[Dataset entries]
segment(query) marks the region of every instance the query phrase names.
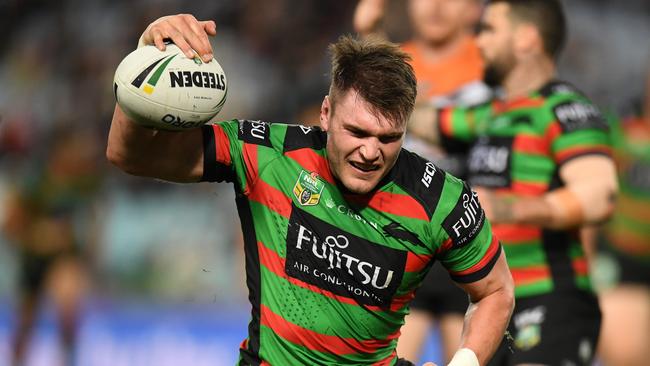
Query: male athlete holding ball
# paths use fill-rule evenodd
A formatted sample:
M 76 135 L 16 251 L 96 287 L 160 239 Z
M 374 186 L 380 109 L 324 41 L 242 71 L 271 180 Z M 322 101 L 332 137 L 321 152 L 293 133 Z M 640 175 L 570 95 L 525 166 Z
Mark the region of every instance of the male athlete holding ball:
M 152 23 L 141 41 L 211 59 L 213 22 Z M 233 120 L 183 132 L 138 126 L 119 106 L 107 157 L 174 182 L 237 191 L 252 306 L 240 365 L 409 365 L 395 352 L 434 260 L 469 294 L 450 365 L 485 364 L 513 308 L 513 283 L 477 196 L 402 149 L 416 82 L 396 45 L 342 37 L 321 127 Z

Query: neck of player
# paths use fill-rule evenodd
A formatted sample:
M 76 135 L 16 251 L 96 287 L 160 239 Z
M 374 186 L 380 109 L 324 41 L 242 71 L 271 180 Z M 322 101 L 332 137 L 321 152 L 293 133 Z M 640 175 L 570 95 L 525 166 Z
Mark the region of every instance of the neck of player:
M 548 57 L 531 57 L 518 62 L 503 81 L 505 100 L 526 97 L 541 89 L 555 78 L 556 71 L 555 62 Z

* * *

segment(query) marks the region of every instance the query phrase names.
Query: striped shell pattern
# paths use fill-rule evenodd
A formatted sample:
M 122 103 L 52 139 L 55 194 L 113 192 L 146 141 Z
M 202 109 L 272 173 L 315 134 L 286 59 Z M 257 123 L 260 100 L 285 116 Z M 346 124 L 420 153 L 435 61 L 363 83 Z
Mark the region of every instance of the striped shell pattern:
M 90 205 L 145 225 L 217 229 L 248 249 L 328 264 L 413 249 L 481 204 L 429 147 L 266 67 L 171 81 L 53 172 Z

**What you need to do:** All that belongs in your answer is the stretch of entries above from the line with "Query: striped shell pattern" through the line with "M 202 109 L", printed exactly.

**Result below:**
Query: striped shell pattern
# paths use fill-rule evenodd
A formatted sample:
M 122 103 L 52 139 L 55 194 L 113 192 L 146 141 Z
M 202 109 L 272 173 L 315 134 L 286 59 Z M 257 123 L 260 100 L 285 116 Z M 346 124 L 420 153 L 435 61 L 363 83 Z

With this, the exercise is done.